* _STATED EXERCISE_
Copy the lines between the one holding "Detect road surface." and the one holding "87, 19, 263, 131", inclusive, swapping "pixel coordinates" for "pixel positions" and keeping everything else the same.

* _DATA SUPPLIED_
..........

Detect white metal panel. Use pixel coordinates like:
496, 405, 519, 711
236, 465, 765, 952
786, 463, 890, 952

..........

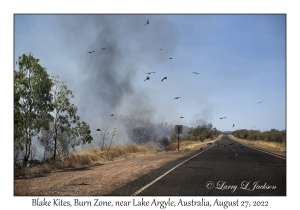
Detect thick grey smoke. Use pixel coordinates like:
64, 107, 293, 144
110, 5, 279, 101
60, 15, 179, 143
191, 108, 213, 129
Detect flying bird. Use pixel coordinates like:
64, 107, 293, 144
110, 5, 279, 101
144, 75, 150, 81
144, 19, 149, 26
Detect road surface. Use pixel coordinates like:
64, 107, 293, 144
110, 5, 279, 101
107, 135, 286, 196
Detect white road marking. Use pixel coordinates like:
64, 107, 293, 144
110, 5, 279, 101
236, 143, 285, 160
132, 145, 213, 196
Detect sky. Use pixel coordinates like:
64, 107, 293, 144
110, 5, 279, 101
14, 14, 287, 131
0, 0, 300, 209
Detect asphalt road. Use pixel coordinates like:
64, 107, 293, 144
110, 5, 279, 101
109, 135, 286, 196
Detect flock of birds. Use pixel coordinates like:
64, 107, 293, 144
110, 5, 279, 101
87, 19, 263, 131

..........

* _RESULT_
Detect road surface. Use pixel positions like:
64, 107, 293, 144
110, 5, 279, 101
107, 135, 286, 196
Detect white road marking. Use pixel positions like:
64, 107, 293, 144
110, 5, 279, 101
236, 143, 285, 160
132, 145, 213, 196
Detect sky. Use pixel positions like:
64, 107, 293, 144
110, 5, 279, 101
14, 14, 287, 131
0, 0, 300, 209
Detect asphalt road. Use pixel positions like:
64, 107, 293, 144
110, 5, 279, 101
109, 135, 286, 196
Detect flock of birds. Use pixel positions like:
64, 107, 293, 144
110, 5, 279, 101
87, 19, 263, 131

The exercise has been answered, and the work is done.